● Document excerpt:
====
Unlike Lloyds and Rolls-Royce, there’s been no huge change in ITV’s number of shares in issue (around 4bn) over the years. Its current market capitalisation is £3.2bn. As such, the market is pricing ITV today as a significantly less valuable business than in 2004.
Clearly, the upside would be substantial, if the market were to return to valuing the shares at the 141p level of 2004 — let alone their peak of double that in 2015.
Are there reasons why market sentiment for the stock could improve? Or have there been fundamental changes to the company’s prospects that make it an inherently less valuable business today?
ITV’s business is highly sensitive to the state of the broader economy. About half its revenue comes from advertising, and customers tend to cut their marketing budgets when there’s an economic downturn.
The company has yo-yoed in and out of the FTSE 100 through economic cycles. It was relegated to the second-tier FTSE 250 in 2008, before returning to the top index in 2011. And it was relegated again in 2020, only to be promoted back last year.
====
● Task description: Pick up the text on ITV's share price after its last sentence and continue it.
====
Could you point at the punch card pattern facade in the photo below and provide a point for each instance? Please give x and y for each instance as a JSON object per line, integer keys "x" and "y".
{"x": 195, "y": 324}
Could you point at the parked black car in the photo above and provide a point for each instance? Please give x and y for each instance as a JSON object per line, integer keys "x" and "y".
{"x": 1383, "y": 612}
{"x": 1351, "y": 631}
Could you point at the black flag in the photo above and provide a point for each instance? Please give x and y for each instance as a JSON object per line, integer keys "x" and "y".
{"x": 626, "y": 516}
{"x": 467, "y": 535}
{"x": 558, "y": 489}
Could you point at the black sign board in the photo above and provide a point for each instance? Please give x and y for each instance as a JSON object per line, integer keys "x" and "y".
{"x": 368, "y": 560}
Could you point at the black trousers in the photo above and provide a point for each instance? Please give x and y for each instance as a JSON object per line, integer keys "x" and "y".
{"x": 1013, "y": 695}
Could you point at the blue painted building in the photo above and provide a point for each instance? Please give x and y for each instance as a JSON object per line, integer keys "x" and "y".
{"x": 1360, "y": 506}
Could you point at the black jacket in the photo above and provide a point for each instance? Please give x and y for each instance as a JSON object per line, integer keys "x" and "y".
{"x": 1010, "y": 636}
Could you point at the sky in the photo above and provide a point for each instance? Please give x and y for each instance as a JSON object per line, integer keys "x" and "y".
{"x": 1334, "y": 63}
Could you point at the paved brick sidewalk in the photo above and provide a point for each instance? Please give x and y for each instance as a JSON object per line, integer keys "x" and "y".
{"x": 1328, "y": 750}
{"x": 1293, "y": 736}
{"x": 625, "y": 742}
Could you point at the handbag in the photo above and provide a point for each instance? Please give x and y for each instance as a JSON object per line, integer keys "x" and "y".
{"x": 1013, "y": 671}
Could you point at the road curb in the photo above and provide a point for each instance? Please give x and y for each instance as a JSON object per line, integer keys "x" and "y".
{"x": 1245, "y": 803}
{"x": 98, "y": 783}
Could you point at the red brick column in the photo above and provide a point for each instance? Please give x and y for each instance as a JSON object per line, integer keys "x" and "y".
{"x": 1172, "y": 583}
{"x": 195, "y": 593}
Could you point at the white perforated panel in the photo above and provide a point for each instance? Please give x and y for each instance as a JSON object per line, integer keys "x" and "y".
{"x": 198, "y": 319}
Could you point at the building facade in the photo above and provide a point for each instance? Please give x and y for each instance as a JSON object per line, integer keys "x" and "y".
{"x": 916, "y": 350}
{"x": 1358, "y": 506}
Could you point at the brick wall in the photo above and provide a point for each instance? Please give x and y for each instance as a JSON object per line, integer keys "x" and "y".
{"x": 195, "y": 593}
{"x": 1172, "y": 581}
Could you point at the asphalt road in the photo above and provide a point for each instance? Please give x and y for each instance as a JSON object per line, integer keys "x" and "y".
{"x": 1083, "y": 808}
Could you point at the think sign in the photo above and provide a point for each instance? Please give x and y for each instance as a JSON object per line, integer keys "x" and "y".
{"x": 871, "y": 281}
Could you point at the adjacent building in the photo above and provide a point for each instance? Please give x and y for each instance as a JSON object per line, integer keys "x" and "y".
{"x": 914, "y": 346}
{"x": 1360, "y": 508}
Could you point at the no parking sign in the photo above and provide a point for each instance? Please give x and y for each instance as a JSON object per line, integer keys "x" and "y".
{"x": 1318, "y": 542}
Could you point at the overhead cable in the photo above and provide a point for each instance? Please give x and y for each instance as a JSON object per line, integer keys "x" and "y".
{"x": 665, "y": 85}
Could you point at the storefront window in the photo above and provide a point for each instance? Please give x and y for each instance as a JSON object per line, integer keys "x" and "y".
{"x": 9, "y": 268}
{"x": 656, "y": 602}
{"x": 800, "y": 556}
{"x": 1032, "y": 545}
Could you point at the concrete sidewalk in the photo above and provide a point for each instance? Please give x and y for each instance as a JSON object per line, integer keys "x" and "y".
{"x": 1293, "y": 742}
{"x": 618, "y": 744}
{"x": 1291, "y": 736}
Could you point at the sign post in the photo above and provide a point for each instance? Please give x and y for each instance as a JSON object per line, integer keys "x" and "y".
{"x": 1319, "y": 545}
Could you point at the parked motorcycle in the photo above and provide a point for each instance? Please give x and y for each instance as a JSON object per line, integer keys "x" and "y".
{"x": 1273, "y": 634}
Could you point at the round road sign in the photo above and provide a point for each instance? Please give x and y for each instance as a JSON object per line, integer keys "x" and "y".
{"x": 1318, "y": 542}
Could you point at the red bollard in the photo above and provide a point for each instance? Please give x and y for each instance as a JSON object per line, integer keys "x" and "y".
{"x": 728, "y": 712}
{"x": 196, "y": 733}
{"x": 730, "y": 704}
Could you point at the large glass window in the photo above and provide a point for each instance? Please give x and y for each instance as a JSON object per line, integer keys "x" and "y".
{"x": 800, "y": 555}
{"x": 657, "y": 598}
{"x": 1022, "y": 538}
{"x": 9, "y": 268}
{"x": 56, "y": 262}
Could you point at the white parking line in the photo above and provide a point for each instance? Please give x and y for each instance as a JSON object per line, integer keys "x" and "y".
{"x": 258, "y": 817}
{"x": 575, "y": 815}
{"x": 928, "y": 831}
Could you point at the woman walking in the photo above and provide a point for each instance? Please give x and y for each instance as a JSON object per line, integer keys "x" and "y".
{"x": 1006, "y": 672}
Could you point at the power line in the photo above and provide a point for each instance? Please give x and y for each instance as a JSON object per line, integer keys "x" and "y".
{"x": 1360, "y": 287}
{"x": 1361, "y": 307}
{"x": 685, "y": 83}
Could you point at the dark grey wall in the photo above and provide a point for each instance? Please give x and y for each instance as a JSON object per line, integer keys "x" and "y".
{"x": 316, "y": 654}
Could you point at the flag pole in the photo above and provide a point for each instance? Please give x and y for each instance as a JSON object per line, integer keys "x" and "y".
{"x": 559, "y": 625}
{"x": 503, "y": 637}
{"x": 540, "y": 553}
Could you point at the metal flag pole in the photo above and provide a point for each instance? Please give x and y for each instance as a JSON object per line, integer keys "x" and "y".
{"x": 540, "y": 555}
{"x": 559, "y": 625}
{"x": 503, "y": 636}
====
● Answer space:
Not all about economic cycles
However, if ITV had released its latest annual results a day earlier than it did, it would once again have dropped out of the FTSE 100. Its shares crashed 28% on the results, but the quarterly FTSE index review was done the day before.
Ironically, the company reported record advertising revenue in the results. The market response showed that sentiment for the stock isn’t all about economic cycles.
As well as being a hostage to those cycles, ITV faces challenges from a structurally changing industry and intense competition for viewers. The negative reaction to the results was very much a reflection of investor concerns about these challenges.
Hey big spender
ITV detailed the next phase of its ‘More Than TV’ strategy in the results. The market baulked at the amount of investment that management feels it needs to make over the next five years to keep the company and its content competitive and relevant in the global entertainment market.
Berenberg analyst Sarah Simon summed up the market’s concerns about the company’s prospects. “They’re spending more because they’re losing eyeballs,” she told the Financial Times. “You’ve got Netflix, Amazon, Peacock, Discovery+, Facebook Watch, YouTube — there’s just so much [competition].”
At the current share price of 75p, the market is valuing ITV at less than six times forecast 2022 earnings, with a prospective dividend yield of over 6%. I think this valuation may be a little too cheap.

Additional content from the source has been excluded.